** Exercise brief **
Write out every record in full, exactly as written, please.

** Supplied entries **
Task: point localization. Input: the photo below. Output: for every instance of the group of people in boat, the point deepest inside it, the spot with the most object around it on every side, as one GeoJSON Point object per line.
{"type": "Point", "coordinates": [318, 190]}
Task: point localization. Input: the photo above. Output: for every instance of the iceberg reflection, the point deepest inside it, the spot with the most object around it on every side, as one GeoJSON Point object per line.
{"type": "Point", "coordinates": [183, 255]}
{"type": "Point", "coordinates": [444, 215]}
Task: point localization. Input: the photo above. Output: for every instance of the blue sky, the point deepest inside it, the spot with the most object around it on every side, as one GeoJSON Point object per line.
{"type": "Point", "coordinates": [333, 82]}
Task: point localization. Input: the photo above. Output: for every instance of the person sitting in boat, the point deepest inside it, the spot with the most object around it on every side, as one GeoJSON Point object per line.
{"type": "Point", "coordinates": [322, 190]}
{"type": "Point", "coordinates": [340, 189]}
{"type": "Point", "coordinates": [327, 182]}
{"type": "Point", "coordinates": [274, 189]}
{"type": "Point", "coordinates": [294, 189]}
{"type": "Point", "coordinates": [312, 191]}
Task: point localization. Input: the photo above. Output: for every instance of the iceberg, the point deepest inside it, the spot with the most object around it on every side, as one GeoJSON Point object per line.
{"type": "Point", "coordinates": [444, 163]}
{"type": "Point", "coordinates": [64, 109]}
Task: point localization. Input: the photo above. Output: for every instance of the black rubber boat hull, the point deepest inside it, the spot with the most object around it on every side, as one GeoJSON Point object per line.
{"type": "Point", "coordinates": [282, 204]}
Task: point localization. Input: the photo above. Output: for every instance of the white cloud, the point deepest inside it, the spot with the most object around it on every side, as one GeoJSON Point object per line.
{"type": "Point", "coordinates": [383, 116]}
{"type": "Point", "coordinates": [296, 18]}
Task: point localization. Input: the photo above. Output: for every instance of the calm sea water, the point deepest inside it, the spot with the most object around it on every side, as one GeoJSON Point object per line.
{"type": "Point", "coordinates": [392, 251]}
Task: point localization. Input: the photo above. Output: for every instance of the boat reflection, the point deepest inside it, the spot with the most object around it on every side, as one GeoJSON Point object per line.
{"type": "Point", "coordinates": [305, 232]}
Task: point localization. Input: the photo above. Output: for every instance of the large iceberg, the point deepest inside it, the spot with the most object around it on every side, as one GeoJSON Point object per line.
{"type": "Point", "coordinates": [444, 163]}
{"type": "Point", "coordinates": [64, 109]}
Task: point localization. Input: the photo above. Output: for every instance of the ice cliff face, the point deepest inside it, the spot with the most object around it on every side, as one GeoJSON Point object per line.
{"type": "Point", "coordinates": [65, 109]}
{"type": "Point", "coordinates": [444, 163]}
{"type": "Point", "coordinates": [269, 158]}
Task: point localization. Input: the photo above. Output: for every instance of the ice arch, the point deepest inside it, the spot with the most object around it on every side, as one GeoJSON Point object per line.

** Solution for this problem **
Task: point localization. Input: the photo below. Output: for every instance of the group of people in boat, the point deepest inside it, the spot with the most object around it on every side, as one GeoJSON Point object per line.
{"type": "Point", "coordinates": [318, 190]}
Task: point localization. Input: the photo above. Output: for every instance of the iceberg reflection, the point deepest inside it, the spot with the most object around it on every side, as one GeoJSON Point object per line.
{"type": "Point", "coordinates": [183, 255]}
{"type": "Point", "coordinates": [444, 215]}
Task: point localization. Input: the photo above. Output: for every instance of the blue sky, the point deepest inside it, the spot with the most object around it on every side, as one GeoJSON Point object per line.
{"type": "Point", "coordinates": [333, 82]}
Task: point localization. Input: the photo above. Output: for every instance of the person sitting in boat, the point deepest inside it, the spot with the most object around it on every side, as one GeoJSON Point object per line.
{"type": "Point", "coordinates": [322, 190]}
{"type": "Point", "coordinates": [340, 189]}
{"type": "Point", "coordinates": [327, 182]}
{"type": "Point", "coordinates": [274, 189]}
{"type": "Point", "coordinates": [294, 189]}
{"type": "Point", "coordinates": [312, 191]}
Task: point localization. Input: the photo above. Output: for every instance of the iceberg, the point deepest inside it, the spot with the most object around it on every side, as one GeoJSON Point object per line.
{"type": "Point", "coordinates": [444, 163]}
{"type": "Point", "coordinates": [64, 109]}
Task: point localization. Input: the photo above. Output: for every instance of the black rubber boat hull, the point deepest inside it, the spot with the most object around it on every side, as one GeoJSON Point object per line.
{"type": "Point", "coordinates": [282, 204]}
Task: point localization. Input: the photo above. Output: for every instance of the white cloud, the point deepest inside it, the spot with the most object around it on every side, as one GeoJSON Point object per line.
{"type": "Point", "coordinates": [383, 116]}
{"type": "Point", "coordinates": [296, 18]}
Task: point localization. Input: the photo above. Output: for every instance of the calm sea water, the point deepest inside it, the spot with the most object around it on every side, as one GeoJSON Point object per line.
{"type": "Point", "coordinates": [392, 251]}
Task: point localization. Input: the photo above. Output: for every instance of the boat reflection, the point deepest inside it, the spot with the most object around it on every side, as one GeoJSON Point object per line.
{"type": "Point", "coordinates": [305, 232]}
Task: point localization. Input: the photo above. Output: for every instance of the large iceberg, the point deepest inside it, the spot with the most object around it on every side, as one GeoJSON Point object per line.
{"type": "Point", "coordinates": [444, 163]}
{"type": "Point", "coordinates": [64, 109]}
Task: point localization. Input: the photo above. Output: for every instance of the ice cliff face, the point deepest inside it, the spot with the most object around it on every side, as one GeoJSON Point object per line.
{"type": "Point", "coordinates": [65, 109]}
{"type": "Point", "coordinates": [444, 163]}
{"type": "Point", "coordinates": [269, 158]}
Task: point localization. Input: the photo above. Output: for every instance of the ice arch, the point deepest inside it, the spot with the most object around it on every side, as one GeoJSON Point object per line.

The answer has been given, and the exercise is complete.